Extend the biography of the soprano Thea Phillips below, picking up after its last sentence.

* [Text provided]
━━━━━━━━━━
UK-born Australian soprano and teacher of singing

Dorothy Jane Phillips, known as Thea Phillips, (24 December 1892 – 15 November 1960) was a UK-born Australian soprano and teacher of singing.

==Life==
Phillips was born in England in the town of Dorchester, in 1892. Her parents were Emma (born Chapple) and David Phillips. Her father sold clothing. She was singing in Manchester while she was still a teenager. When she went to Italy, she was taught by Emma Molajoli (who also trained Nunù Sanchioni) in Milan and she later sang with the conductor Tullio Serafin in Naples.

In 1929 she was in Worland S. Wheeler's "Our Cabaret of 1929" which featured the song "Blue Moon". In 1932 she was a replacement for Lotte Lehmann at Covent Garden in Tannhäuser. As a result she sang the part of Elizabeth for the Royal Family.
━━━━━━━━━━
* [Data provided]
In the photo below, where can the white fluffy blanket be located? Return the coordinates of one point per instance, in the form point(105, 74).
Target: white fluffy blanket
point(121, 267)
━━━━━━━━━━
* [Output for this exercise]
In 1934 the producer Ben Fuller attempted to establish an English language grand opera company in Australia. He had the Australian soprano Florence Austral and Phillips in his company and their operas included Il trovatore, La bohème, Rigoletto, Faust, Lohengrin and Die Fledermaus. She was said to be overshadowed by the singing of Austral. Fuller tried unsuccessfully to get government help after the season in Melbourne failed to show a profit and in 1935 Fuller's company was wound up. Phillips however continued to find other work.

In 1941 and 1945 she sang songs by Edith Harrhy at two recitals and in 1947 she began her own Thea Philips School of Opera but it did not last long. In about 1954 Joan Carden was seventeen and her father decided that she needed singing lessons. Phillips was said to be a large and gentle teacher. Carden left for the UK when she was 22 and a leading career.

Phillips' career was affected by her liking for alcohol. She died in a hotel in Sydney's Goulburn Street in 1960.

==Private life==
Phillips married Robert Alfred Clement Pike in 1916 and they had three sons before they divorced in 1935. In 1941 she married Claude Mackay Wallis and he survived her.